(excerpt of full report)
|2.||Gas Production Forecasts||5|
|APPENDIX A: Petroleum Resources Management System|
APPENDIX B: Individual and Reserve Category Decline Curves, Type Wells, and Cash Flow Summaries
|Figure 1: Foothills Acreage Map and Well Locations||4|
|Figure 2: Point of Rocks Type Well||6|
|Figure 3: Total Gas Production History and Forecast||8|
|Table 1: Workover Schedule for Foothills Wells||7|
|Table 2: Bridger Coal Mine Monthly Gas Deliveries||9|
|Table 3: Foothills Blended Gas Prices||10|
|Table 4: Foothills Oneline Summary||11|
Estimated herein are net natural gas reserves for Foothills Exploration interests in the Point of Rocks, South Black Rock, and Deadman Wash gas fields, all located in Sweetwater County, Wyoming (Figure 1). The 22 producing wells and 3 recompletions considered here target various intervals of the Second Frontier Formation with the exception of one well. The South Black Rock 43-15 is completed in the Frontier, Muddy, and Dakota intervals. 18 of the 22 producing wells are located in the Point of Rocks field, 3 are in the South Black Rock field, and 1 well is in the Deadman Wash field. First reported production among the 22 wells, from the Shiprock Federal 34-1R in the Point of Rocks field, was in 2002, followed by first reported production from the majority of the wells in 2006, 2007, and 2008. As of May 2019, the most recent date for which public data are available, 18 of the 22 wells are on production with average rates of 97 mcfd of gas and 1 bpd of water. Cumulative gas recovery through May 2019 is 11.256 bcf.
Figure 1: Foothills Acreage Map and Well Locations
The subject wells all produce a dry gas with a median historical gas-water ratio (GWR) of 259 mcf/stb. The Shiprock Federal 34-1R produces small, infrequent amounts of associated hydrocarbon liquids at rates too low to be considered here. To increase well productivity, Foothills plans to install plunger lift on the 18 producing wells in the Point of Rocks (PoR) field and to acidize 4 low rate producers. Foothills intends to recomplete 3 wells in the Point of Rocks (PoR) field after the current completions deplete.
Reserves estimated herein are compliant with the current SEC reserves definitions and have an effective date of August 1, 2019. The SEC Henry Hub natural gas price for this date is $2.973/mmbtu. Foothills receives Kern River (Platts) gas price with the exception of gas sold in the first six months of a year to a local coal mine at a premium price. This work utilized a blended price calculated from the constant SEC price, the differential between Kern River and Henry Hub, and the Bridger coal mine gas price premium of $3/mmbtu over Kern River price. All costs and expenses were held constant.
This one volume report consists of a narrative letter with figures and tables, a oneline summary of the properties, and appendices containing individual entity decline curve forecasts or performance predictions and reserve category and individual entity annualized cash flow summaries.
Decline curves were used to forecast future performance of Foothills producing wells, all of which exhibited exponential declines. Decline rates ranged from 4 to 36%/yr with a median decline rate of 10.5%/yr. Technically recoverable resources were calculated based on an abandonment rate of 50 mcf/month. Decline curves for all producing wells are included in Appendix B.

ENTRIES:
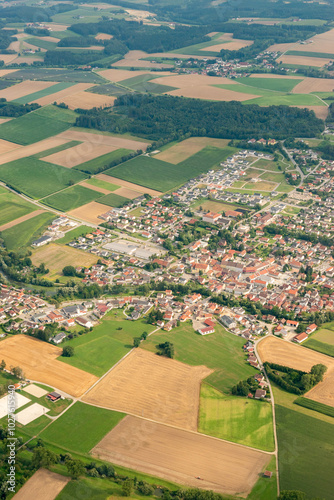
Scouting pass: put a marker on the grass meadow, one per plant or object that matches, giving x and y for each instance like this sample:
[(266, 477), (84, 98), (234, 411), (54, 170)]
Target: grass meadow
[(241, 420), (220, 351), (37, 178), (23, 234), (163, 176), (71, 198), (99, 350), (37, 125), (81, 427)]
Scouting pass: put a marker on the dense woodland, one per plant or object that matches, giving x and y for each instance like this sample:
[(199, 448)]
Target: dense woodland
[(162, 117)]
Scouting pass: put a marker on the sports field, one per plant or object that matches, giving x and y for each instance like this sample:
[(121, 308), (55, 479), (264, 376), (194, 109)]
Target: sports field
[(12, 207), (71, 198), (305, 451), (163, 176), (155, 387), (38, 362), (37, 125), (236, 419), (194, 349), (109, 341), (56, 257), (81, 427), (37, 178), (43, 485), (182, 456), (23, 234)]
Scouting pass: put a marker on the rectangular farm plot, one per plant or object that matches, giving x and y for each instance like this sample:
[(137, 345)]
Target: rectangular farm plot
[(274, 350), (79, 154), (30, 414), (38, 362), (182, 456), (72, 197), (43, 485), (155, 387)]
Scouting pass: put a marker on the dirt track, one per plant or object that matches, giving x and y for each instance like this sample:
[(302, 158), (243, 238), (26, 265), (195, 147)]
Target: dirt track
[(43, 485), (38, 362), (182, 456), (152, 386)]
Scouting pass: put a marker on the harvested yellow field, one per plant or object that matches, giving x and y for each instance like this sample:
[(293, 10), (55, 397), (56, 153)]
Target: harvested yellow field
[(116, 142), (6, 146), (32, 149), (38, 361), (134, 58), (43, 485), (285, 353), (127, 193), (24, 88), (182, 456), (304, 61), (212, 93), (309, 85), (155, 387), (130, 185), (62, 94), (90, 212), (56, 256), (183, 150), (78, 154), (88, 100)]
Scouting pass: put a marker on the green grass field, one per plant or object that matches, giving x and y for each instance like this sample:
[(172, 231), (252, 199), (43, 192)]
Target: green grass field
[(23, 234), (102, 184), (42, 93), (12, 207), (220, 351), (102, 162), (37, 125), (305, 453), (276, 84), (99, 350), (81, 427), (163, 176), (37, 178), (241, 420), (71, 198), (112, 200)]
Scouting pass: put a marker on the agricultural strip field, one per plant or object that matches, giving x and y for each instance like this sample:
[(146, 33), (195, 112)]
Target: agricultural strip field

EXERCISE TASK: Rewrite the reserves report excerpt from "Reserves estimated herein" up to and including "cash flow summaries.", changing "narrative letter" to "narrative memo".

EXPECTED ANSWER:
Reserves estimated herein are compliant with the current SEC reserves definitions and have an effective date of August 1, 2019. The SEC Henry Hub natural gas price for this date is $2.973/mmbtu. Foothills receives Kern River (Platts) gas price with the exception of gas sold in the first six months of a year to a local coal mine at a premium price. This work utilized a blended price calculated from the constant SEC price, the differential between Kern River and Henry Hub, and the Bridger coal mine gas price premium of $3/mmbtu over Kern River price. All costs and expenses were held constant.
This one volume report consists of a narrative memo with figures and tables, a oneline summary of the properties, and appendices containing individual entity decline curve forecasts or performance predictions and reserve category and individual entity annualized cash flow summaries.